■ PASSAGE TO READ:
---+---
# coloring soap with herbs



## tlt0000 (Apr 28, 2009)

I want to try to color some soap, maybe do a swirl, using some herbs. I am not sure how to do it because none of my oils are liquid at room temperature so I can't infuse them and I use goat's milk so it is frozen. Is there a way I can do this? I use coconut oil, cocoa butter and goat's milk. Thanks


----------



## hsmomof4 (Oct 31, 2008)

You could infuse them if you put them in the crock pot with the herbs.


----------



## Kalne (Oct 25, 2007)

Yeah, that's what I'd try. Melt everything down and put it on low in the crock pot overnight or whatever. You'll want to re-weigh before proceeding in case there was any evaporation.


----------



## tlt0000 (Apr 28, 2009)

GREAT! That sounds easy enough. Now what would I do if I wanted to do a swirl? Is there a way to hold out a small portion of the oil that is infused that would have the color in it and add to it some of the soap mix at trace, thereby having 2 seperate colors? Seems like the part with the color wouldn't be emulsified, maybe a superfatted soap.


----------



## adillenal (Feb 6, 2009)

I use dried finely ground mint from my garden as color in my mint soap. Comes out a nice olive green. I just dump a tablespoon of dried mint into my oils. I do the same with Rosemary which gives a more sage green color. Of course there are also specks which I personally like.


----------



## tlt0000 (Apr 28, 2009)

LaNell, do you do this with goat's milk? I am worried about what the color will turn out to be since the goat's milk already gives the soap a creamier color. Your soap sounds like a nice color. Thanks


----------



## Kalne (Oct 25, 2007)

Hmmm, with infusing I'd say it's best to color the whole batch. You could try layers and actually make multiple batches.


----------



## adillenal (Feb 6, 2009)

I only make goat milk soap so the color is with GM
Here is an example








I will try to see if I have a photo of the rosemary soap.
I can get a nice pink swirl with Australian pink clay, alkanet has worked well for yellow and tomato will be orangish.


----------



## tlt0000 (Apr 28, 2009)

Very nice! Do you have to order alkanet online or do you think they would carry it in a health food store? Do you infuse the tomato the same way you do the other herbs? Never thought of using tomato. Thanks!


----------



## Kalne (Oct 25, 2007)

Carrot juice is nice too. You don't get orange but more of a golden yellow. I make a carrot buttermilk that I use half carrot juice and half milk as my liquid.


----------



## adillenal (Feb 6, 2009)
---+---
(Coordinate annotation list)
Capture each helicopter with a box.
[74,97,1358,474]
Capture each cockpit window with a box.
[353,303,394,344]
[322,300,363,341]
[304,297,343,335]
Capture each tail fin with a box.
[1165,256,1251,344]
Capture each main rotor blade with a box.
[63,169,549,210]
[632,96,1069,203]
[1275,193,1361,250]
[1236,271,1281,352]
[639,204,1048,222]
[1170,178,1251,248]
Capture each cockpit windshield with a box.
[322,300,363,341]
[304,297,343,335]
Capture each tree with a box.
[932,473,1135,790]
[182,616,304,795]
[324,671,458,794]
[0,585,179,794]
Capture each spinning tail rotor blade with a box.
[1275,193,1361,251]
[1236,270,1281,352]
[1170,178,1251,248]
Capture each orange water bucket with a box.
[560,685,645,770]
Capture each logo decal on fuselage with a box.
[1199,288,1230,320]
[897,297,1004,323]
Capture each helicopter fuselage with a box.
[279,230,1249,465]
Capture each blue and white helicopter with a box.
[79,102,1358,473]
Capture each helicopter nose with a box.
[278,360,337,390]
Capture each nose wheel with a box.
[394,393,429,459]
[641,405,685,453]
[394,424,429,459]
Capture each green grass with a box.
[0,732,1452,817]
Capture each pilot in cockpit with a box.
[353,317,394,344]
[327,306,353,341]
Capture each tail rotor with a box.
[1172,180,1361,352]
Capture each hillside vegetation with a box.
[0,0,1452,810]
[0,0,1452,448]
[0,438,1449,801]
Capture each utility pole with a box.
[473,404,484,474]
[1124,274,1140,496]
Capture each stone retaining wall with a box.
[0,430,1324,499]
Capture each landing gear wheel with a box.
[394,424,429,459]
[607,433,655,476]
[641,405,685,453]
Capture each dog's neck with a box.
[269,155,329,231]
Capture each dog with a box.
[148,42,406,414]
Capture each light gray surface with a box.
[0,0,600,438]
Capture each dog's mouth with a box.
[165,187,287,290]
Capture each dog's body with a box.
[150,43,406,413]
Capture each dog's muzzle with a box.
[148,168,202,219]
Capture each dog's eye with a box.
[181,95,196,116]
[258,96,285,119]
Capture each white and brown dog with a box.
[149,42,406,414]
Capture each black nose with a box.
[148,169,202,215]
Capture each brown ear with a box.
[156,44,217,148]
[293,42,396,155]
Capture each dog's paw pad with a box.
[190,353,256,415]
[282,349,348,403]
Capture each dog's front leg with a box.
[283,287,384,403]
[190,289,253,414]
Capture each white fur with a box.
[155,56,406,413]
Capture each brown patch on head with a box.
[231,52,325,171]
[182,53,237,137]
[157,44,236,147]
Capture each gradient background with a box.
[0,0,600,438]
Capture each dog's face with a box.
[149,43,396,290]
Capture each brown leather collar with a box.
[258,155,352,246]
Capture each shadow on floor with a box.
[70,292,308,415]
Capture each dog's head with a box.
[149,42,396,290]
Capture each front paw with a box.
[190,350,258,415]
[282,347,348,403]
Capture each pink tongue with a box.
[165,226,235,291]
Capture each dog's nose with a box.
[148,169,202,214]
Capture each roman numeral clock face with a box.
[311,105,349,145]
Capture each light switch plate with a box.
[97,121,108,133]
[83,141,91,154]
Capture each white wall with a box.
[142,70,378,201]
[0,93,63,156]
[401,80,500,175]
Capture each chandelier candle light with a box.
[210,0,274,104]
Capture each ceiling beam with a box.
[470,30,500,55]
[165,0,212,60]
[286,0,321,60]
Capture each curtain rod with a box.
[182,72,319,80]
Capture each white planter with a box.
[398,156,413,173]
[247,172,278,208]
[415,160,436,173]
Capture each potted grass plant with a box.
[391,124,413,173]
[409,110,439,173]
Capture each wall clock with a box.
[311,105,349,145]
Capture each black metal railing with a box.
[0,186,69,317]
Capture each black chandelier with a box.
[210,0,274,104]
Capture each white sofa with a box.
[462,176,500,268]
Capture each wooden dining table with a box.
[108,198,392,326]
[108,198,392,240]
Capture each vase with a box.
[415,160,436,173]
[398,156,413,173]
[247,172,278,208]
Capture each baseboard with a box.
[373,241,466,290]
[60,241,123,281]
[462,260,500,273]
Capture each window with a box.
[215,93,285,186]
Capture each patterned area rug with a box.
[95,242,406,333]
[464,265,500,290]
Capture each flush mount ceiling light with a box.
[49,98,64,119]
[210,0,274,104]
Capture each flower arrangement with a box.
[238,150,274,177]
---+---
■ SET TASKS:
[A] From the listing, transcribe the stretch from the line containing "Capture each hillside vegetation with a box." through the line containing "[155,56,406,413]", keeping every line unchanged.
[B] Continue the forum thread on coloring goat milk soap with herbs, picking up after its final line.
The soap-coloring thread and the listing have nothing to do with each other.

■ ANSWERS TO EACH TASK:
[A]
Capture each hillside vegetation with a box.
[0,0,1452,810]
[0,0,1452,448]
[0,438,1449,801]
Capture each utility pole with a box.
[473,404,484,474]
[1124,274,1140,496]
Capture each stone retaining wall with a box.
[0,430,1324,499]
Capture each landing gear wheel with a box.
[394,424,429,459]
[607,433,655,476]
[641,405,685,453]
Capture each dog's neck with a box.
[269,155,329,231]
Capture each dog with a box.
[148,42,406,414]
Capture each light gray surface with a box.
[0,0,600,438]
Capture each dog's mouth with a box.
[165,187,287,290]
Capture each dog's body with a box.
[150,43,406,413]
Capture each dog's muzzle with a box.
[148,168,202,219]
Capture each dog's eye with a box.
[181,95,196,116]
[258,96,285,119]
Capture each white and brown dog with a box.
[149,42,406,414]
Capture each black nose with a box.
[148,169,202,215]
Capture each brown ear with a box.
[156,44,217,148]
[293,42,396,155]
Capture each dog's paw pad with a box.
[190,353,256,415]
[282,349,348,403]
Capture each dog's front leg with a box.
[283,287,384,403]
[190,289,253,414]
Capture each white fur with a box.
[155,56,406,413]

[B]
I don't infuse the tomato. I just use tomato paste as part of my liquid. I ordered my alkanet online but I don't remember where I got it. It has been several years ago and I keep it in the freezer so it lasts forever. I also used turmeric and it also made yellow. 
I have also made a gm soap with whole tomatoes but did not get an orange color but since I had used dried ground basil from the garden too I ended up with green, much like the mint colored soap. These soaps did not fade and in fact I still havbe one of the first mint soaps I ever made and it is still olive green.


----------



## tlt0000 (Apr 28, 2009)

When you use the carrot juice, do you put it in with the milk ice cubes and then add lye to it? Could it also be added at trace? 

Also the herbs that are being used, can they be fresh? I guess it is harder to "powder" a fresh herb so I would have bigger chunks.

Thanks for all the great ideas!!


----------



## Kalne (Oct 25, 2007)

For the carrot juice....I mix the same weight of juice as I have of lye. Dissolve the lye in that and let it cool. Then add that same weight again in milk after I've mixed the carrot/lye in with my oils.


----------



## tlt0000 (Apr 28, 2009)

Kathy, If I wanted to do a swirl could I mix the lye with the goats milk then at trace seperate the oil/lye mix into 2 containers and then add the carrot juice to one of them? I guess I would have to add additional goats milk to the other one so the liquid/lye to oil ratio would be the same? Is this correct?


----------



## Kalne (Oct 25, 2007)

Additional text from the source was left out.